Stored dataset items

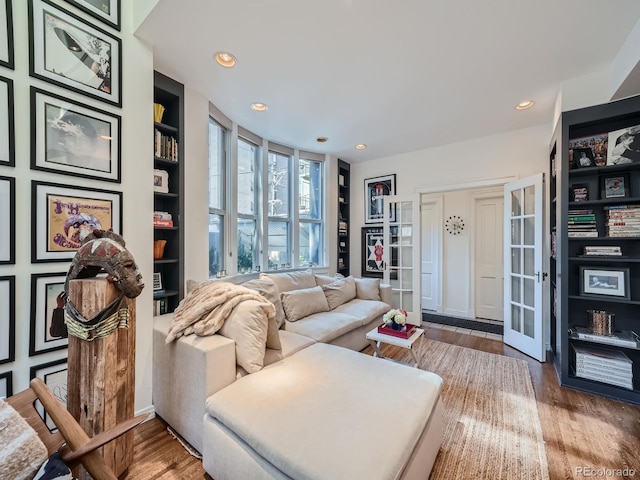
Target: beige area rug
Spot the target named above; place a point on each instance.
(492, 429)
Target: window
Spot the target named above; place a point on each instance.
(217, 194)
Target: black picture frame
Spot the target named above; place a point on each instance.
(75, 139)
(69, 52)
(60, 211)
(604, 282)
(6, 384)
(7, 220)
(6, 31)
(108, 14)
(374, 189)
(7, 319)
(45, 291)
(579, 192)
(7, 123)
(615, 186)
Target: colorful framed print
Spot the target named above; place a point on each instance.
(7, 319)
(67, 51)
(6, 384)
(48, 332)
(6, 34)
(107, 11)
(374, 190)
(54, 375)
(7, 126)
(62, 214)
(8, 220)
(74, 139)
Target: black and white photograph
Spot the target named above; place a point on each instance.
(7, 319)
(611, 282)
(6, 384)
(7, 220)
(624, 146)
(107, 11)
(74, 139)
(48, 332)
(6, 34)
(69, 52)
(7, 131)
(375, 189)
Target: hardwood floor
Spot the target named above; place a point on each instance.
(581, 431)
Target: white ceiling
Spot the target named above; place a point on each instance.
(398, 76)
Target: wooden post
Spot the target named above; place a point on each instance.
(101, 373)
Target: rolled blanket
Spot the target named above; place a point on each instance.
(204, 310)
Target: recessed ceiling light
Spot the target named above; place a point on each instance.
(225, 59)
(259, 107)
(524, 105)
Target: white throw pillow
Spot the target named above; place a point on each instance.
(298, 304)
(247, 326)
(340, 292)
(368, 288)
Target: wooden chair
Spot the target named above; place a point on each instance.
(78, 447)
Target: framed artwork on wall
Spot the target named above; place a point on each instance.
(6, 384)
(374, 190)
(107, 11)
(7, 220)
(61, 214)
(67, 51)
(7, 127)
(6, 34)
(7, 319)
(48, 331)
(74, 139)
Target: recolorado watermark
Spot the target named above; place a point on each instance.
(605, 472)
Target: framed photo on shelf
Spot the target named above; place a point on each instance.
(6, 384)
(7, 319)
(107, 11)
(610, 282)
(624, 146)
(579, 192)
(7, 126)
(374, 190)
(61, 213)
(68, 51)
(7, 220)
(6, 34)
(74, 139)
(615, 186)
(48, 331)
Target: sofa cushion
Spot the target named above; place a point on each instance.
(368, 288)
(247, 326)
(291, 280)
(340, 292)
(298, 304)
(268, 290)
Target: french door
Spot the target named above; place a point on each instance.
(523, 278)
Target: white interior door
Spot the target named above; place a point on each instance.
(429, 215)
(402, 256)
(524, 231)
(488, 255)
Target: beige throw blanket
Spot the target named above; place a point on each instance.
(204, 310)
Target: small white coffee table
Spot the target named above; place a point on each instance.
(375, 338)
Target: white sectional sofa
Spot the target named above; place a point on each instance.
(315, 410)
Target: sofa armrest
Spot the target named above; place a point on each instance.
(385, 293)
(185, 373)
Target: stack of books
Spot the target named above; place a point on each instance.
(623, 220)
(604, 365)
(582, 223)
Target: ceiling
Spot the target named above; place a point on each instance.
(398, 77)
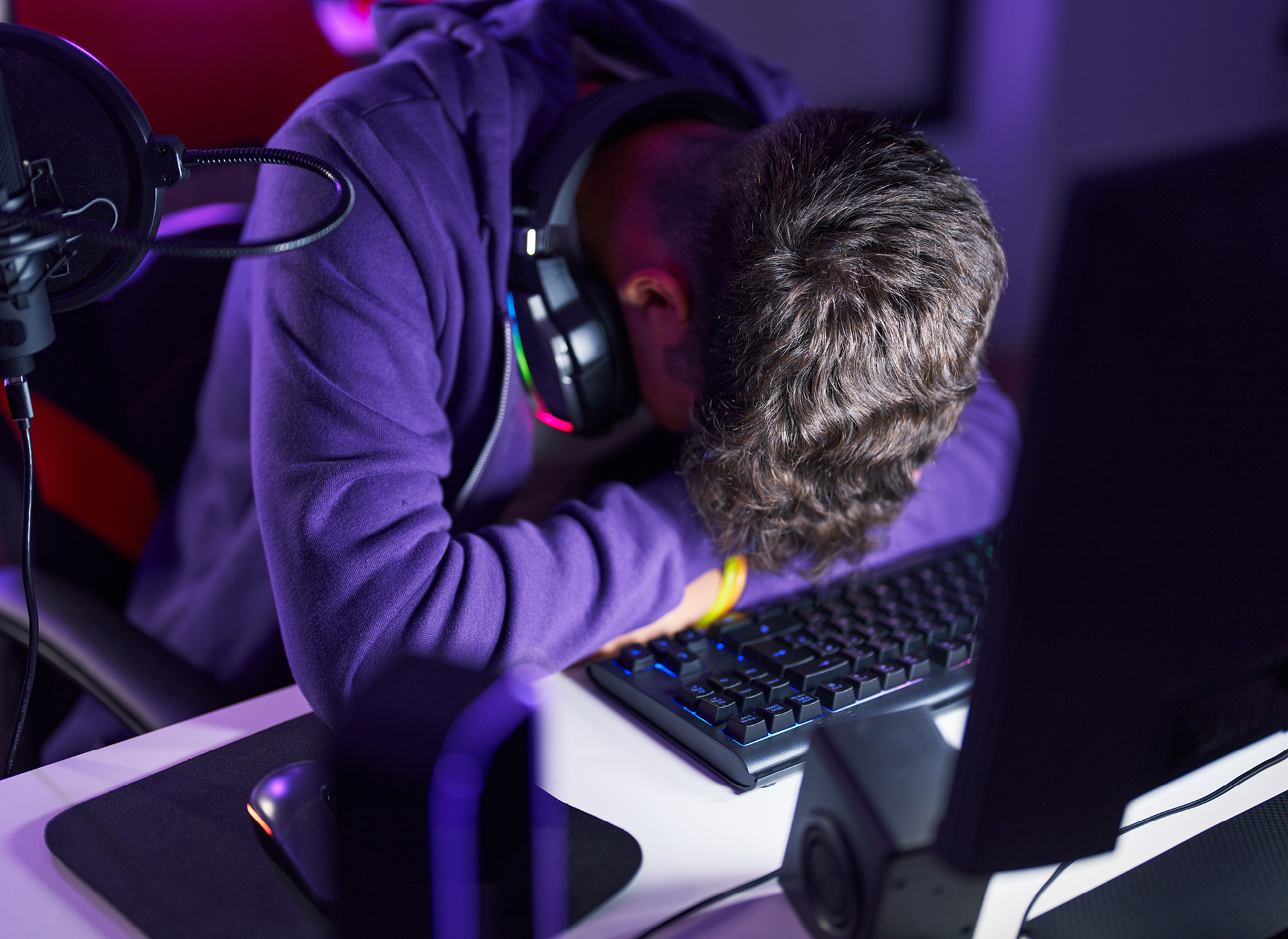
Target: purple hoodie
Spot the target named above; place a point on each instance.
(354, 383)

What the task asks. The required result is the entries above, printed exactly from the first line through the line with "Target: hardwood floor", pictures excluded.

Task result.
Target: beige area rug
Spot the target named above; place a point on each instance.
(492, 429)
Target: window
Spot the target named above; place a point on each instance.
(217, 194)
Target: black picture frame
Spot the target named above; place a point on each instance.
(75, 139)
(69, 52)
(60, 211)
(604, 282)
(6, 384)
(7, 220)
(6, 31)
(108, 14)
(374, 189)
(7, 319)
(45, 291)
(579, 192)
(7, 123)
(615, 186)
Target: colorful framed print
Spot the target named above; place a point on each instance.
(7, 319)
(67, 51)
(6, 384)
(48, 332)
(6, 34)
(107, 11)
(374, 190)
(54, 375)
(7, 126)
(62, 214)
(8, 220)
(74, 139)
Target: black and white photograph
Spot the target named above; place a point on each instance.
(7, 319)
(611, 282)
(6, 384)
(7, 220)
(624, 146)
(107, 11)
(74, 139)
(48, 332)
(6, 34)
(69, 52)
(7, 131)
(375, 189)
Target: hardwood floor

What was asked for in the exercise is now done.